■ **Written task**: Gather every line in the rows below that contains the string "ornament", and copy each one in full. Case counts when matching.
# Start of Data extract
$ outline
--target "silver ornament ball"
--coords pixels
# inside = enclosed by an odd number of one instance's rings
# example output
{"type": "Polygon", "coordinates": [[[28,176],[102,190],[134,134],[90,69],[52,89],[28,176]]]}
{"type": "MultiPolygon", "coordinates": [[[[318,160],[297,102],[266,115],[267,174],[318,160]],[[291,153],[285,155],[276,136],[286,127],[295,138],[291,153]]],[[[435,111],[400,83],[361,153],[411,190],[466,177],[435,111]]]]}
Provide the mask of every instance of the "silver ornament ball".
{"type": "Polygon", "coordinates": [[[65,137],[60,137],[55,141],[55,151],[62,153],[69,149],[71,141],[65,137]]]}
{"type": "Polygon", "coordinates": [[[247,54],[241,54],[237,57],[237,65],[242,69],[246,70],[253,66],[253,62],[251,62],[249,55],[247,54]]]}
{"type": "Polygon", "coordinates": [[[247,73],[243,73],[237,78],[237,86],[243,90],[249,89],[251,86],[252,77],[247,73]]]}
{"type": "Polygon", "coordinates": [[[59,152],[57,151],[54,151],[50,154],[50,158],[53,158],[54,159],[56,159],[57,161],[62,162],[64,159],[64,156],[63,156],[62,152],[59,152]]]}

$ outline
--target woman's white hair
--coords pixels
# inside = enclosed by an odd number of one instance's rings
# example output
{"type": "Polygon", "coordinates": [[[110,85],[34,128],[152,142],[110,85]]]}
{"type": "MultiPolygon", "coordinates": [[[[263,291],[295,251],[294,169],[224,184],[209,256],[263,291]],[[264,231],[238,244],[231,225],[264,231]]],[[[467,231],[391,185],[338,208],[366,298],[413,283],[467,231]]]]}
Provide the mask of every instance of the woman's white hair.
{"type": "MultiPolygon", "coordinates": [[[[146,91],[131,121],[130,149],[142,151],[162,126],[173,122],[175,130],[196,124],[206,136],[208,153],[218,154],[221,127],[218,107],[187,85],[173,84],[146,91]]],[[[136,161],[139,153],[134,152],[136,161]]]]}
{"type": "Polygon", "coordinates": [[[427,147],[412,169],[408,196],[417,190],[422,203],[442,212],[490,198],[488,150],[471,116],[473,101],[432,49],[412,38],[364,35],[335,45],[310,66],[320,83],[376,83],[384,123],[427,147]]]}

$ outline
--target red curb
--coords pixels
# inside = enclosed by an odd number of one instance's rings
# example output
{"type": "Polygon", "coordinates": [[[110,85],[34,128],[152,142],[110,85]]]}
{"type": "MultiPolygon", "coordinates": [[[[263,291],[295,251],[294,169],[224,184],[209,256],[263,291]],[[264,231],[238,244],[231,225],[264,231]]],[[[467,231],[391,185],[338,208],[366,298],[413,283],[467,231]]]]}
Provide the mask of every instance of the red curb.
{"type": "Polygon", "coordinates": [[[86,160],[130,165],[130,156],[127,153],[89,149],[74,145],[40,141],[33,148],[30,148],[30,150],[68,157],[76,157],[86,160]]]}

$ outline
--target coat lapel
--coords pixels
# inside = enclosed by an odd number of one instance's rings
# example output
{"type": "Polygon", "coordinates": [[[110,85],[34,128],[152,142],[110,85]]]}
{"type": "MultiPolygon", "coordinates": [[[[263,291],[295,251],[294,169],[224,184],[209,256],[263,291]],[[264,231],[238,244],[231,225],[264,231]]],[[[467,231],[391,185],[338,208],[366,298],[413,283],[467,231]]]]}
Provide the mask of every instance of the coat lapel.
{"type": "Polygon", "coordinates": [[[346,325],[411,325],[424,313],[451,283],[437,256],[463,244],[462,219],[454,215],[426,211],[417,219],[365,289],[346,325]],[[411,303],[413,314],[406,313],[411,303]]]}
# End of Data extract
■ **Task answer**:
--target "silver ornament ball"
Provide the mask of every instance of the "silver ornament ball".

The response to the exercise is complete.